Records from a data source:
____

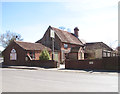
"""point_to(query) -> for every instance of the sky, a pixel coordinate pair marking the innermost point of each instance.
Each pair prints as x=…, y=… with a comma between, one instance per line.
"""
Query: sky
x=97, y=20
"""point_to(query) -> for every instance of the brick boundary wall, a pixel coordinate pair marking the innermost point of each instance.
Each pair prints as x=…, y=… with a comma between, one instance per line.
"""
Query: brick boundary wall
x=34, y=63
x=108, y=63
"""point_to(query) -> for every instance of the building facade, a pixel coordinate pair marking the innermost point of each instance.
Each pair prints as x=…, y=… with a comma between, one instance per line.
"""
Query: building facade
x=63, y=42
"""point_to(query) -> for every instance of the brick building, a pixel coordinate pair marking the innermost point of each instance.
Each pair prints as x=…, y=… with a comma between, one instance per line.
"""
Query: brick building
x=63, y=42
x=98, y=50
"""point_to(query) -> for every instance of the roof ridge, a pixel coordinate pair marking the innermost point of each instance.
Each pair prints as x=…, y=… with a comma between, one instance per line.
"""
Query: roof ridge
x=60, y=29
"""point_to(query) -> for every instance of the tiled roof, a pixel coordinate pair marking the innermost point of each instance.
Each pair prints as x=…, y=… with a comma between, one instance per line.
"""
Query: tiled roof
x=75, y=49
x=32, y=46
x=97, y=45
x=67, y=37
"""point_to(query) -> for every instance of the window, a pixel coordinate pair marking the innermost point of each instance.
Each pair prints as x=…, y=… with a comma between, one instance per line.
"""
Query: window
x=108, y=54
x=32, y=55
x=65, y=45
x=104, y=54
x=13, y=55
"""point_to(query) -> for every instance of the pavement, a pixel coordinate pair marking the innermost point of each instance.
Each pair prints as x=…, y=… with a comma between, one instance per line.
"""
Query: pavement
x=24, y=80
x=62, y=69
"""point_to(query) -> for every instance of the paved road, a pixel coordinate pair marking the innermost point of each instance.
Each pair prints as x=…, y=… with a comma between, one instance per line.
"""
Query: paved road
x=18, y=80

____

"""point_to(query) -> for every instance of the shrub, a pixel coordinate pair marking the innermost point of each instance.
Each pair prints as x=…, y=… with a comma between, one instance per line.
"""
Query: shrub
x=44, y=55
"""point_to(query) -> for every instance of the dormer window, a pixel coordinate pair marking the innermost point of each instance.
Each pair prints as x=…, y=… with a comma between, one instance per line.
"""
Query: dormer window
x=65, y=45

____

HOW TO COMPLETE THIS TASK: Start with the line above that contains "sky, a pixel" and end with the line that contains "of the tiled". Write out those lines exactly, and only those.

SOLUTION BELOW:
"""point_to(query) -> for every instance of the sky, a pixel coordinate pair marking the innermost point of each instance.
Each pair prints as x=…, y=… with a comma between, one instance per line.
"""
Query: sky
x=97, y=20
"""point_to(query) -> for every instance of the brick boundary wall, a pixel coordinate pair marking the innermost point of each instance.
Each pair prints as x=…, y=… with a comma between, one instance per line.
"""
Query: brick boundary wall
x=34, y=63
x=108, y=63
"""point_to(query) -> for every instance of the building facade, a pixel coordinate pair marking the innermost point of each instance.
Each pair prints as x=…, y=… with a comma between, one instance per line.
"""
Query: building facade
x=63, y=42
"""point_to(query) -> for every instance of the brick building, a pixel coordinate pair marking the innermost point of each instance.
Each pair prints as x=…, y=… with a comma between, one instance per line.
"""
Query: brick building
x=63, y=42
x=98, y=50
"""point_to(query) -> for every instance of the roof ridge, a pixel coordinate pair marking the innermost point of each instance.
Each pair prints as x=…, y=… with a comma between, one instance per line.
"""
Query: roof ridge
x=60, y=29
"""point_to(query) -> for every instance of the tiled roof, a pixel coordinate pair marking the innermost point of each instance.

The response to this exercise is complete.